The problem:
Print each of these items exactly as it appears, line for line.

--- Start Record list ---

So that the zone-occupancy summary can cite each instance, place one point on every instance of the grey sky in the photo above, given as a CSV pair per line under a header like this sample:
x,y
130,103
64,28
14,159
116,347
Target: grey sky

--- End Record list ---

Solution to this exercise:
So that the zone-occupancy summary can cite each instance, place one point on every instance of the grey sky in the photo above, given as a CSV pair per line under a header like this sample:
x,y
130,103
64,28
14,159
116,347
Target: grey sky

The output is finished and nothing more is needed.